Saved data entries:
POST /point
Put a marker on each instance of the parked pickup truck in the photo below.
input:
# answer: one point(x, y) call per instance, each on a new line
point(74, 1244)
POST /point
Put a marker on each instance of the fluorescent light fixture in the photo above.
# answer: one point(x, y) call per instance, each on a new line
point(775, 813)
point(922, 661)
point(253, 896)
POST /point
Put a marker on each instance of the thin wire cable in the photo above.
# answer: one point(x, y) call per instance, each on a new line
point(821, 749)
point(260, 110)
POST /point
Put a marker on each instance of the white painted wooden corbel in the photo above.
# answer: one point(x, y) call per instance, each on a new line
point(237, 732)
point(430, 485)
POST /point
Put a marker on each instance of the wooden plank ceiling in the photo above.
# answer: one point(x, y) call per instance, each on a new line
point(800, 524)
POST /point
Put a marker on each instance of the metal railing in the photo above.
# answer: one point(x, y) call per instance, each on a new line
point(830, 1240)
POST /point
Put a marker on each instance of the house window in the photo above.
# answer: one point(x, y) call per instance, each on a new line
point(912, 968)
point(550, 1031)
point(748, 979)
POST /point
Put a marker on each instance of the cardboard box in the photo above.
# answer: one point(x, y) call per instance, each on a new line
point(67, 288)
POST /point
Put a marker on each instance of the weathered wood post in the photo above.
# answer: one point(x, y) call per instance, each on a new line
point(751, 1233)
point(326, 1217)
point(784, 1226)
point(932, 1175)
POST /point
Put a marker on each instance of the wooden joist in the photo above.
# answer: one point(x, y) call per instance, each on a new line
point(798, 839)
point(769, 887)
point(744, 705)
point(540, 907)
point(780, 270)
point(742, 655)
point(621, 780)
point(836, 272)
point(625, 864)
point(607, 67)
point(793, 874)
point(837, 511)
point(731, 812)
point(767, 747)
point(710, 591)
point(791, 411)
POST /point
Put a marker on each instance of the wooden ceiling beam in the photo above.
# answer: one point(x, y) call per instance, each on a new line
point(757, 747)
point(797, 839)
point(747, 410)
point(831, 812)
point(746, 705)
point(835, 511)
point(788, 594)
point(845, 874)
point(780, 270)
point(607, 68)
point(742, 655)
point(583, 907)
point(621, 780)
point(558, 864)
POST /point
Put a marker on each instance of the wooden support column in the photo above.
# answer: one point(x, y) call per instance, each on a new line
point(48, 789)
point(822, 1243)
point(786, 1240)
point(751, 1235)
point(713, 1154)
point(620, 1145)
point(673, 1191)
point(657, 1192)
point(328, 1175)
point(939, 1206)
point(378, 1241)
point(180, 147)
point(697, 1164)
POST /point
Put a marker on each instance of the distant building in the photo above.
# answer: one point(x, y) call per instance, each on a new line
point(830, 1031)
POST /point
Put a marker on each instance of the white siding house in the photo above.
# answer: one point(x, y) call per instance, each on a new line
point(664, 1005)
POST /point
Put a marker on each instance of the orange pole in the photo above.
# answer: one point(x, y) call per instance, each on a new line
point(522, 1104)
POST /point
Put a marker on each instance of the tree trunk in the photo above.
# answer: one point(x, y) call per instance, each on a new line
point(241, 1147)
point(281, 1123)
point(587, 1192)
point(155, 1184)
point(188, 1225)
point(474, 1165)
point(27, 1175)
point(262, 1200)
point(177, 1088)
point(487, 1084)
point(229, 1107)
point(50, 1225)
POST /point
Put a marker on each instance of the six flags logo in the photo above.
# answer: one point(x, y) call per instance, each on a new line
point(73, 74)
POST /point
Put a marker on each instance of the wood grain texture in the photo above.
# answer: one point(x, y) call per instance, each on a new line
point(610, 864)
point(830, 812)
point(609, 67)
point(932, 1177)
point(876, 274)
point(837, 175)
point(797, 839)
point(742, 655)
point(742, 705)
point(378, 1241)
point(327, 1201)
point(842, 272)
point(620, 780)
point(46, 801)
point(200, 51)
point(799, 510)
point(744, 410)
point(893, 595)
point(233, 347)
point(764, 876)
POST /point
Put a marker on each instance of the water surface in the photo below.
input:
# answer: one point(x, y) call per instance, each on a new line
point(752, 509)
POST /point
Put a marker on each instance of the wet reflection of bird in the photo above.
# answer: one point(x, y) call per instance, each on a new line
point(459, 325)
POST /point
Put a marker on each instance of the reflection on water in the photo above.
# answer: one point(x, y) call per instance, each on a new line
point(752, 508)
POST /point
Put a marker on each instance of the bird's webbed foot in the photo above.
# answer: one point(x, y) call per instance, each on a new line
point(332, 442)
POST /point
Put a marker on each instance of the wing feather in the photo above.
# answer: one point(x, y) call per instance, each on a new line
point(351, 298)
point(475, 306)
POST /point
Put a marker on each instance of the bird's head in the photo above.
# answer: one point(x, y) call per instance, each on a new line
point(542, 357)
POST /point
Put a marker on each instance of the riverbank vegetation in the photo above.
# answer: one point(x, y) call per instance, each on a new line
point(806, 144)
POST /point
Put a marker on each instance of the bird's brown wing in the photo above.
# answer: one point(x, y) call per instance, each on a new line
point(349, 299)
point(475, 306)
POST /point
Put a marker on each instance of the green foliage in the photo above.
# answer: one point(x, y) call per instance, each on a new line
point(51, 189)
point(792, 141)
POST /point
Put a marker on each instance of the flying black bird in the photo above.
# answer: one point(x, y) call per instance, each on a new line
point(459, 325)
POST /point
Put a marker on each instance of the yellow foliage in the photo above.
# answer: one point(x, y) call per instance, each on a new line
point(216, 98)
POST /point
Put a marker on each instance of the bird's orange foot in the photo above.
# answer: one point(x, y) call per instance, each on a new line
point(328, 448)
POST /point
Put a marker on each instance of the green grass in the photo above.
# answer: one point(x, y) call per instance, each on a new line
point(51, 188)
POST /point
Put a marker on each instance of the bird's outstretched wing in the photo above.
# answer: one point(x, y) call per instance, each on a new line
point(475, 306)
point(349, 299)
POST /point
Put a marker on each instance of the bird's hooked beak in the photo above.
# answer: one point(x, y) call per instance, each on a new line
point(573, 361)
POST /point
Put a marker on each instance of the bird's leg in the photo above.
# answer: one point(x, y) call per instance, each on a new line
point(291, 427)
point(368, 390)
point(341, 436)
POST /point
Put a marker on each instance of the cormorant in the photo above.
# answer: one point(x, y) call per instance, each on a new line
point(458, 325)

#### Prompt
Write the opening line of the data above and every line after it, exactly, stopping once you have written the line with "Put a marker on each instance of the white painted".

#### Exercise answer
POST /point
Put a marker on each instance of the parked pickup truck in the photo below.
input:
# answer: one point(x, y) call per instance, each on a new line
point(74, 1244)
POST /point
Put a marker on each instance of the fluorescent light fixture in the photo above.
# answer: one point(x, y) call per instance, each on a new line
point(775, 813)
point(922, 661)
point(253, 896)
POST /point
Put a marker on each instance of the thin wire cable in the photo above.
# answer: one point(x, y) call per instance, each on a new line
point(821, 749)
point(260, 110)
POST /point
Put a marker on each instance of the white painted wooden corbel in the photo above.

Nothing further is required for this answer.